__DATA RECORDS__.
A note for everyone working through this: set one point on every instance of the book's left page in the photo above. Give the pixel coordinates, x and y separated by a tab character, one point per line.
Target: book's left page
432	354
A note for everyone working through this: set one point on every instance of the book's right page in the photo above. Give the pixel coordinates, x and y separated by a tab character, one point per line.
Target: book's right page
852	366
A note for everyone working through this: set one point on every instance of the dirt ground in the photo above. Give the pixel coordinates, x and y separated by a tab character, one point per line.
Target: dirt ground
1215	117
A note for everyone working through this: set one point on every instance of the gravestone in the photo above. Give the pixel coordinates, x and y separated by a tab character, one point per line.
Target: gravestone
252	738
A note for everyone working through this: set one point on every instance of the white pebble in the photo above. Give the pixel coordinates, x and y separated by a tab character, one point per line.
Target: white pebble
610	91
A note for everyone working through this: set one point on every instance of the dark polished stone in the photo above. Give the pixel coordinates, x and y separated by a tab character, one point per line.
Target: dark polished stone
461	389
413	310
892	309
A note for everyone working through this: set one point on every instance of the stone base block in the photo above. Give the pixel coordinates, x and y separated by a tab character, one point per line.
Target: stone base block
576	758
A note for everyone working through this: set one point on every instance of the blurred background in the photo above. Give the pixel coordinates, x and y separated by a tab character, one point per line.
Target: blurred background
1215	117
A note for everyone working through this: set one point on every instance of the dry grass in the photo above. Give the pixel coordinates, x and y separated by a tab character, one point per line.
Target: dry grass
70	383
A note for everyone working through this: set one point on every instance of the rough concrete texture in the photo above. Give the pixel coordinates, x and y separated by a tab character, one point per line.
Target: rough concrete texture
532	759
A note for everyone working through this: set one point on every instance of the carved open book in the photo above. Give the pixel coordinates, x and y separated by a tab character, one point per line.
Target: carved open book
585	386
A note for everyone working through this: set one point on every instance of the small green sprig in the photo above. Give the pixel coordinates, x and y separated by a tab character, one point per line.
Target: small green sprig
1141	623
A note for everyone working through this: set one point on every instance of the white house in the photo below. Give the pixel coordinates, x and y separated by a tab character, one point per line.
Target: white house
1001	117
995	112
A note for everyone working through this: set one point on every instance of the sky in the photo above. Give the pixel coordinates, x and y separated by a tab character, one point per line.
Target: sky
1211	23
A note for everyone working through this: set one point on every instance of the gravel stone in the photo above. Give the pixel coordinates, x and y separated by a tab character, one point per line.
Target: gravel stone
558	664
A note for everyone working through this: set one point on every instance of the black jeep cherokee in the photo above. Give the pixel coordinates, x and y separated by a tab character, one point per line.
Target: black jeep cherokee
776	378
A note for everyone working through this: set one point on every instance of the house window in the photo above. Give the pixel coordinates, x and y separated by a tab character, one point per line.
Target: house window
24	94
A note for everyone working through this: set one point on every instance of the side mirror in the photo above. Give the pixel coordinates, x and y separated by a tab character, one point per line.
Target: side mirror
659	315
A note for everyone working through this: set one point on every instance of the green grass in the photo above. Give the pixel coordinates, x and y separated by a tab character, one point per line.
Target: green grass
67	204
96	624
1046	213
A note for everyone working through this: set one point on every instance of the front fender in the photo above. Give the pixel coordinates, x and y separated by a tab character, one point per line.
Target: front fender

__EXERCISE OBJECTIVE__.
Set out exactly the run of lines that begins at the line holding "the white house" and ends at the last line of the data.

__COMPLETE RESPONSE__.
A note for everyone working through this: set one point on every instance of the white house in the photo below. Give the pixel coordinates, x and y separated by a tab character, one point per line.
Target: white house
1001	117
995	112
A note for everyone working through this: set one point on every instance of the sky in the photo above. Give the pixel coordinates, x and y separated by a tab character, one point per line.
Target: sky
1211	23
A note for everyone working through this: set one point on every instance of the gravel stone in the photo above. Give the pixel coordinates, x and y separated by a tab character, one point per line.
Target: gravel stone
558	664
A note for everyone working through this: set one point on every instance of the black jeep cherokee in the photo above. Give the pixel coordinates, x and y separated by a tab character, one point per line.
Target: black jeep cherokee
776	378
A note for everyone working through this: set one point on every instance of the house window in the photo above. Give the pixel coordinates, x and y separated by a tab character, one point per line.
Target: house window
24	94
A note for everyone working through this: set one point on every instance of the side mirror in the photo above. Give the pixel coordinates, x and y separated by a tab character, one point per line.
Target: side mirror
659	315
A note for everyone working through this: set one point on every instance of the green grass in the photo above. Give the pixel coordinates, x and y separated by a tab character, one point per line.
Target: green grass
67	204
96	624
1046	213
A note for everyone working through this: set one point on every instance of the front fender in the photo above. Give the pixel coordinates, x and y separated by a tab character, one point per line.
Target: front fender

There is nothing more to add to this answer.